* Stated exercise A
In the Pig mailing list thread, starting with which Pig version does local mode use Hadoop's standalone local mode?
* Stated exercise B
Carry on the Pig mailing list thread from its last sentence.

* Passage shown
%%

Grokbase Groups Pig user August 2010
FAQ
What loader should I use on csv files with quoted strings that contain
embedded commas? (i.e. Embedded commas should not be a separator.)

And when LOADing large files in local mode, does Pig just store it all
in memory? Or does it have memory management ala buffer managers in
DBMS's?

Search Discussions

  • Jeff Zhang at Aug 19, 2010 at 8:50 am
    I am afraid you should write your own LoadFunc to interpret the text.
    From Pig 0.7, the local mode use the hadoop's standalone local mode,
    so it will won't store all the data in memory, the data will been read
    in stream mode, but this mode need more memory because each task is
    executed in another jvm.


    On Thu, Aug 19, 2010 at 12:48 AM, Defenestrator
    wrote:
    What loader should I use on csv files with quoted strings that contain
    embedded commas?  (i.e. Embedded commas should not be a separator.)

    And when LOADing large files in local mode, does Pig just store it all
    in memory?  Or does it have memory management ala buffer managers in
    DBMS's?


    --
    Best Regards

    Jeff Zhang
  • Defenestrator at Aug 20, 2010 at 6:42 am
    Thanks, Jeff.

    A quick follow-up question relating to the loading/storing of data - what is
    the best practice when dealing with multiple relations with many tuples, do
    people typically STORE intermediate relations to minimize memory usage and
    RELOAD the intermediate data for use later on in the same script? Because I
    noticed that when tuples are written out using the TupleFormat, which
    outputs text with an additional parenthesis that would cause a subsequent
    PigStorage LOAD to get extra parenthesis characters, right?
    On Thu, Aug 19, 2010 at 1:50 AM, Jeff Zhang wrote:

    I am afraid you should write your own LoadFunc to interpret the text.
    From Pig 0.7, the local mode use the hadoop's standalone local mode,
    so it will won't store all the data in memory, the data will been read
    in stream mode, but this mode need more memory because each task is
    executed in another jvm.


    On Thu, Aug 19, 2010 at 12:48 AM, Defenestrator
    wrote:
    What loader should I use on csv files with quoted strings that contain
    embedded commas? (i.e. Embedded commas should not be a separator.)

    And when LOADing large files in local mode, does Pig just store it all
    in memory? Or does it have memory management ala buffer managers in
    DBMS's?


    --
    Best Regards

    Jeff Zhang
  • Jeff Zhang at Aug 20, 2010 at 7:06 am
    What do you mean "multiple relations with many tuples" ? Do you mean
    join multiple data set ?
    And Pig user BinStorage for storing intermediate data.


    On Fri, Aug 20, 2010 at 2:42 PM, Defenestrator
    wrote:
    Thanks, Jeff.

%%

* Source material
%%

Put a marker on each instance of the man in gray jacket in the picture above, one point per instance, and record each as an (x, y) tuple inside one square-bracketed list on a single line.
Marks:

%%

* Expected answer A
Pig 0.7

* Expected answer B
    A quick follow-up question relating to the loading/storing of data - what is
    the best practice when dealing with multiple relations with many tuples, do
    people typically STORE intermediate relations to minimize memory usage and
    RELOAD the intermediate data for use later on in the same script?  Because I
    noticed that when tuples are written out using the TupleFormat, which
    outputs text with an additional parenthesis that would cause a subsequent
    PigStorage LOAD to get extra parenthesis characters, right?
    On Thu, Aug 19, 2010 at 1:50 AM, Jeff Zhang wrote:

    I am afraid you should write your own LoadFunc to interpret the text.
    From Pig 0.7, the local mode use the hadoop's standalone local mode,
    so it will won't store all the data in memory, the data will been read
    in stream mode, but this mode need more memory because each task is
    executed in another jvm.


    On Thu, Aug 19, 2010 at 12:48 AM, Defenestrator
    wrote:
    What loader should I use on csv files with quoted strings that contain
    embedded commas?  (i.e. Embedded commas should not be a separator.)

    And when LOADing large files in local mode, does Pig just store it all
    in memory?  Or does it have memory management ala buffer managers in
    DBMS's?


    --
    Best Regards

    Jeff Zhang


    --
    Best Regards

    Jeff Zhang
  • Defenestrator at Aug 20, 2010 at 7:36 am
    Right, in cases where you have to load multiple large relations and then do
    some processing on each relations (filtering, aggregation) before joining
    them together. One wouldn't want to have all of the relations and
    intermediate state in memory before the join.

    So is BinStorage just storing the Tuples in an internal binary format that
    is easily converted back to a Tuple when loaded (i.e. no csv parsing
    necessary)?

    Thanks.
    On Fri, Aug 20, 2010 at 12:06 AM, Jeff Zhang wrote:

    What do you mean "multiple relations with many tuples" ? Do you mean
    join multiple data set ?
    And Pig user BinStorage for storing intermediate data.


    On Fri, Aug 20, 2010 at 2:42 PM, Defenestrator
    wrote:
    Thanks, Jeff.

    A quick follow-up question relating to the loading/storing of data - what is
    the best practice when dealing with multiple relations with many tuples, do
    people typically STORE intermediate relations to minimize memory usage and
    RELOAD the intermediate data for use later on in the same script? Because I
    noticed that when tuples are written out using the TupleFormat, which
    outputs text with an additional parenthesis that would cause a subsequent
    PigStorage LOAD to get extra parenthesis characters, right?
    On Thu, Aug 19, 2010 at 1:50 AM, Jeff Zhang wrote:

    I am afraid you should write your own LoadFunc to interpret the text.
    From Pig 0.7, the local mode use the hadoop's standalone local mode,
    so it will won't store all the data in memory, the data will been read
    in stream mode, but this mode need more memory because each task is
    executed in another jvm.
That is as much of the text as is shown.